━━━━━ Text for analysis

Relations with the government, the bank's majority owner, are a tricky issue for all SBI chiefs, and, like all his predecessors, Khara will be closely watched for his equations with the finance ministry representative on the SBI board.
On August 28, Dinesh Kumar Khara received a birthday present of sorts.
The Banks Board Bureau, the autonomous body set up in 2016 to improve governance in public sector banks, recommended his name for the post of arguably the country’s most powerful banker.
Assuming the government approves Khara’s name as chairman of the State Bank of India, the country’s largest lender, he will move to the corner office at State Bank Bhavan in Mumbai’s Nariman Point on October 8.
He succeeds Rajnish Kumar, who completes his three-year term.
If Khara’s name is finalised, he will get a three-year extension, since he would have retired in August 2021 in the ordinary course.
An MBA from the Faculty of Management Studies (FMS), Delhi, Khara has risen through the SBI ranks - he joined as a probationary officer in 1984.
So insiders say he is unlikely to make radical changes to the bank’s style of functioning.
He knows the institution better than most, having served in almost all the major verticals, including a stint at SBI’s Chicago office.
In any case, he was part of the top management having been appointed a managing director in 2016 (the three other MDs had also been interviewed for the post).
Against this backdrop, Khara will have to hit the ground running and prepare his plan of action.
Being an insider, Khara knows SBI culture well and has the backing of an experienced team.

━━━━━━━━━━
━━━━━ Data provided

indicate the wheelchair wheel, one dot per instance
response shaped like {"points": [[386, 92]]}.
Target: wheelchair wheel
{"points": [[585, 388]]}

━━━━━━━━━━

* How to complete this task *
List every distinct year mentioned in the article above about the State Bank of India chairmanship.

* Exercise output *
1984, 2016, 2021